# The problem
Could you render the following lines as a Markdown table with two columns, Row for a running number and Line for each line's text, skipping any blank lines?

Listed entries START

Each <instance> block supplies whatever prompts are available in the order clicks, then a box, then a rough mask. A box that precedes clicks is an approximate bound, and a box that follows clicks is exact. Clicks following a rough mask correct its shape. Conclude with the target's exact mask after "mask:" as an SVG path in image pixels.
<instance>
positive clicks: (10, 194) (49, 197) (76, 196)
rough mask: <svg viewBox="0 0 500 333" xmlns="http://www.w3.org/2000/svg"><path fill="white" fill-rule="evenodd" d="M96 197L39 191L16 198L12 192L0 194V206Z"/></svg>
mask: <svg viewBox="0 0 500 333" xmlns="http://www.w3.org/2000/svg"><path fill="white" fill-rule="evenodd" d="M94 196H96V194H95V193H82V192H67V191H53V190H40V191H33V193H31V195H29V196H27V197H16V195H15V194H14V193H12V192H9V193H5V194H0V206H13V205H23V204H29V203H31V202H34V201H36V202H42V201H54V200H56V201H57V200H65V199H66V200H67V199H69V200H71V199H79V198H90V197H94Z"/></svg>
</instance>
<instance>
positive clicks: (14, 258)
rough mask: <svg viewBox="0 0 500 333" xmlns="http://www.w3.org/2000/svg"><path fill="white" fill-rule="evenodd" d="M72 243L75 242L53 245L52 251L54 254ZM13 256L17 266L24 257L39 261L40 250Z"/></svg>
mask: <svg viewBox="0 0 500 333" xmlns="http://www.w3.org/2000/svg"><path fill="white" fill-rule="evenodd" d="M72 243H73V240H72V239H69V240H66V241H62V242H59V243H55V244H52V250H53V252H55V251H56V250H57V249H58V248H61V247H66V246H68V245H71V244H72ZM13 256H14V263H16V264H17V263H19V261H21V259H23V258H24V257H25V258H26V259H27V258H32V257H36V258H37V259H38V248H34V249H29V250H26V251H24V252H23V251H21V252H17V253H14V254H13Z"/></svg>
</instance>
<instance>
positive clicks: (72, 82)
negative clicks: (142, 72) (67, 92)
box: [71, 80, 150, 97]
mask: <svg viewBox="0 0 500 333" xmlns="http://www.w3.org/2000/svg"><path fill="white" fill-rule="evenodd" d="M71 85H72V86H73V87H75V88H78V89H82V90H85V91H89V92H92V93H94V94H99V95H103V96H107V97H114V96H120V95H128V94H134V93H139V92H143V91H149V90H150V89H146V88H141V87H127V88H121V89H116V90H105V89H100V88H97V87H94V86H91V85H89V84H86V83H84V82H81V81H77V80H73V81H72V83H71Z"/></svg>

Listed entries END

# Result for this task
| Row | Line |
|---|---|
| 1 | Each <instance> block supplies whatever prompts are available in the order clicks, then a box, then a rough mask. A box that precedes clicks is an approximate bound, and a box that follows clicks is exact. Clicks following a rough mask correct its shape. Conclude with the target's exact mask after "mask:" as an SVG path in image pixels. |
| 2 | <instance> |
| 3 | positive clicks: (10, 194) (49, 197) (76, 196) |
| 4 | rough mask: <svg viewBox="0 0 500 333" xmlns="http://www.w3.org/2000/svg"><path fill="white" fill-rule="evenodd" d="M96 197L39 191L16 198L12 192L0 194V206Z"/></svg> |
| 5 | mask: <svg viewBox="0 0 500 333" xmlns="http://www.w3.org/2000/svg"><path fill="white" fill-rule="evenodd" d="M94 196H96V194H95V193H82V192H67V191H53V190H40V191H33V193H31V195H29V196H27V197H16V195H15V194H14V193H12V192H9V193H5V194H0V206H13V205H23V204H29V203H31V202H34V201H36V202H42V201H54V200H56V201H57V200H65V199H66V200H67V199H69V200H71V199H79V198H90V197H94Z"/></svg> |
| 6 | </instance> |
| 7 | <instance> |
| 8 | positive clicks: (14, 258) |
| 9 | rough mask: <svg viewBox="0 0 500 333" xmlns="http://www.w3.org/2000/svg"><path fill="white" fill-rule="evenodd" d="M72 243L75 242L53 245L52 251L54 254ZM13 256L17 266L24 257L39 261L40 250Z"/></svg> |
| 10 | mask: <svg viewBox="0 0 500 333" xmlns="http://www.w3.org/2000/svg"><path fill="white" fill-rule="evenodd" d="M72 243H73V240H72V239H69V240H66V241H62V242H59V243H55V244H52V250H53V252H55V251H56V250H57V249H58V248H61V247H66V246H68V245H71V244H72ZM13 256H14V263H16V264H17V263H19V261H21V259H23V258H24V257H25V258H26V259H27V258H32V257H36V258H37V259H38V248H34V249H29V250H26V251H24V252H23V251H21V252H17V253H14V254H13Z"/></svg> |
| 11 | </instance> |
| 12 | <instance> |
| 13 | positive clicks: (72, 82) |
| 14 | negative clicks: (142, 72) (67, 92) |
| 15 | box: [71, 80, 150, 97] |
| 16 | mask: <svg viewBox="0 0 500 333" xmlns="http://www.w3.org/2000/svg"><path fill="white" fill-rule="evenodd" d="M71 85H72V86H73V87H75V88H78V89H82V90H85V91H89V92H92V93H94V94H99V95H103V96H107V97H114V96H120V95H128V94H134V93H139V92H143V91H149V90H150V89H146V88H141V87H127V88H121V89H116V90H105V89H100V88H97V87H94V86H91V85H89V84H86V83H84V82H81V81H77V80H73V81H72V83H71Z"/></svg> |